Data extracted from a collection
*-*-*

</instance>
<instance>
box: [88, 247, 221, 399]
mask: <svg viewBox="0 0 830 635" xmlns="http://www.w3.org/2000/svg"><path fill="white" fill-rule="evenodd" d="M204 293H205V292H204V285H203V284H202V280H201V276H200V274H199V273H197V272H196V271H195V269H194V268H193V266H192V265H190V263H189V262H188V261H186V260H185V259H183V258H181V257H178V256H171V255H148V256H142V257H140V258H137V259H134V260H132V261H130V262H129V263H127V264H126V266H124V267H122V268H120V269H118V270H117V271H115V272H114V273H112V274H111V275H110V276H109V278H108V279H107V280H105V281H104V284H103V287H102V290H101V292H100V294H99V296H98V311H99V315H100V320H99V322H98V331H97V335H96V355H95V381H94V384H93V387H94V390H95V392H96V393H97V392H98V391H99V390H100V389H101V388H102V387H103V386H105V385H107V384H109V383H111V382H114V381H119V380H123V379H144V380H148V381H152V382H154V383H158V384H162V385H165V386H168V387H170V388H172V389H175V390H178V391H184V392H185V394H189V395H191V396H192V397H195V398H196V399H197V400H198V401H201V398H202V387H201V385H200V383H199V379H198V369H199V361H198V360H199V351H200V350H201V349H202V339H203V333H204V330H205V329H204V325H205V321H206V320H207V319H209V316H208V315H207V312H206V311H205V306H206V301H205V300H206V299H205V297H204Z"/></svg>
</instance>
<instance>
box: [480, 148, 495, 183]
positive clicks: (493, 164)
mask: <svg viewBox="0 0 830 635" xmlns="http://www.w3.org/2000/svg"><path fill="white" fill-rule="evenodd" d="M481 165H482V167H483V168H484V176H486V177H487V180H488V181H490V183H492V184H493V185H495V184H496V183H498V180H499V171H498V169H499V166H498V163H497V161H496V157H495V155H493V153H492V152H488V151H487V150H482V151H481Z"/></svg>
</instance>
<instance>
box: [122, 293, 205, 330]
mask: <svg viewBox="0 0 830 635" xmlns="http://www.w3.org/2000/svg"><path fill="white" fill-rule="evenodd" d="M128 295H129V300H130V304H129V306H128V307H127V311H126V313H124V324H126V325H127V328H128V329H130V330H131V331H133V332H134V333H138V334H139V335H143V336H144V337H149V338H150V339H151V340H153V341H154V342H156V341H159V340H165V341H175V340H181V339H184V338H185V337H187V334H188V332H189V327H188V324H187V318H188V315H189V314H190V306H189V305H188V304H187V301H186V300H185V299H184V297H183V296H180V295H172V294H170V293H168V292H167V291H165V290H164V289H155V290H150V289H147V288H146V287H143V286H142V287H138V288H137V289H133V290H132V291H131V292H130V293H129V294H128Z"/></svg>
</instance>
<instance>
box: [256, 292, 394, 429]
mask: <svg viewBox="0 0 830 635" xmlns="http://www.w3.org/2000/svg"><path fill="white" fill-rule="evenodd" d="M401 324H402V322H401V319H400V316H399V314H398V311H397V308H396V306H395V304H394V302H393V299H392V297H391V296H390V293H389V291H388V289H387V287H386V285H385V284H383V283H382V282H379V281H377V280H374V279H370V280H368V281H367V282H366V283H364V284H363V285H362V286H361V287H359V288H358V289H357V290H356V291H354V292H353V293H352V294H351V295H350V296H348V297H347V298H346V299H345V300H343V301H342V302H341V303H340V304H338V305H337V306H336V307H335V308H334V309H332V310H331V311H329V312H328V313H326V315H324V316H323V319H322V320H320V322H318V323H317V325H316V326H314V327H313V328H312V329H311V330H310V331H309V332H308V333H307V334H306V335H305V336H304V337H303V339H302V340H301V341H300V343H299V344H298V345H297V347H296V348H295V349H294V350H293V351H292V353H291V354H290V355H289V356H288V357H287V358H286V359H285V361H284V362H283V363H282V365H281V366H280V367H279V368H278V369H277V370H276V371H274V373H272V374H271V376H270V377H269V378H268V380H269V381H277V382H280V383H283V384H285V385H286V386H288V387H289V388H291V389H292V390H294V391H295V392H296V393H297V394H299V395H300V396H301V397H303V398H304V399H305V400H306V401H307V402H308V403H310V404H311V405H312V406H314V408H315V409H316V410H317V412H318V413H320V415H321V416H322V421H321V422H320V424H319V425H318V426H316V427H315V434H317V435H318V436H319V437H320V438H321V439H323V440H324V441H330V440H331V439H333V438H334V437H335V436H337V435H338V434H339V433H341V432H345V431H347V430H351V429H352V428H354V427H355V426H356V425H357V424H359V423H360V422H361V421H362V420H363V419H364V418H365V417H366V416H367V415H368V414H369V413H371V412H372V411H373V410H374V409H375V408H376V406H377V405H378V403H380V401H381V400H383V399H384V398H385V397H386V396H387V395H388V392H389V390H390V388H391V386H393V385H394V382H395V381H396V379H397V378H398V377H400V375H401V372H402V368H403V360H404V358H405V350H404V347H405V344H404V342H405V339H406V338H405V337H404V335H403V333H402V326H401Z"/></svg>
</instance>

*-*-*

■ PROBLEM DETAILS ■
From the opening line of the data above, please print each line as written up to and including the line that contains "box: [480, 148, 495, 183]", and nothing more.

■ ANSWER FOR THIS EXERCISE ■
</instance>
<instance>
box: [88, 247, 221, 399]
mask: <svg viewBox="0 0 830 635" xmlns="http://www.w3.org/2000/svg"><path fill="white" fill-rule="evenodd" d="M204 293H205V292H204V285H203V284H202V280H201V276H200V274H199V273H197V272H196V271H195V269H194V268H193V266H192V265H190V263H189V262H188V261H186V260H185V259H183V258H181V257H178V256H171V255H148V256H142V257H140V258H137V259H134V260H132V261H130V262H129V263H127V264H126V266H124V267H122V268H120V269H118V270H117V271H115V272H114V273H112V274H111V275H110V276H109V278H108V279H107V280H105V281H104V284H103V287H102V290H101V292H100V294H99V296H98V311H99V315H100V320H99V322H98V331H97V335H96V355H95V381H94V384H93V387H94V390H95V392H96V393H97V392H98V391H99V390H100V389H101V388H102V387H103V386H105V385H107V384H109V383H111V382H114V381H119V380H123V379H144V380H148V381H152V382H154V383H158V384H162V385H165V386H168V387H170V388H172V389H175V390H178V391H184V392H185V394H189V395H191V396H192V397H195V398H196V399H197V400H198V401H201V398H202V387H201V385H200V383H199V379H198V369H199V361H198V360H199V351H200V350H201V349H202V339H203V333H204V330H205V329H204V325H205V321H206V320H207V319H209V316H208V315H207V312H206V311H205V306H206V301H205V300H206V299H205V297H204Z"/></svg>
</instance>
<instance>
box: [480, 148, 495, 183]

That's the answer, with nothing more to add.